**SOURCE TEXT**

§ §

I find several aspects of the book particularly interesting. One is the remarkable level of detail and context that Hofstadter is able to provide for the positions and interpretive orientations of the three primary historians whom he discusses. This is a level of scholarship that seems remarkably deep by contemporary standards. Second, Hofstadter spends a good deal of effort towards making sense of each historian's career in terms of his social and geographical origins. The fact that each of these men were born in the "West" -- really the Midwest -- is an important part of their intellectual development and the ways in which their thought unfolded. Finally, Hofstadter takes each historian seriously but critically; he gives rigorous efforts to the work of tracing out the ways in which their views go wrong, as well as the valid insights that they express.
Another interesting aspect of Hofstadter's approach is the emphasis he gives to "modernity" as a theme for these early twentieth-century historians.

§ §

**DATA SHOWN**
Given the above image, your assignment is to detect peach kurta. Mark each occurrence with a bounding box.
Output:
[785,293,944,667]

§ §

**WORK INSTRUCTIONS**
- A) In the passage on Hofstadter's book, where were the three historians he discusses born?
- B) Condense the paragraph of the passage on Hofstadter's book that begins "I find several aspects" into a list of its three main points.

**ANSWERS FOR THIS EXERCISE**
- A) They were born in the "West," meaning the Midwest.

- B)
- Hofstadter provides remarkable detail and context on the positions and interpretive orientations of the three primary historians he discusses. This depth of scholarship seems remarkable by contemporary standards.
- He explains each historian's career through his social and geographical origins. All three were born in the "West," really the Midwest, and this shaped their intellectual development.
- He treats each historian seriously but critically. He traces both where their views go wrong and the valid insights they express.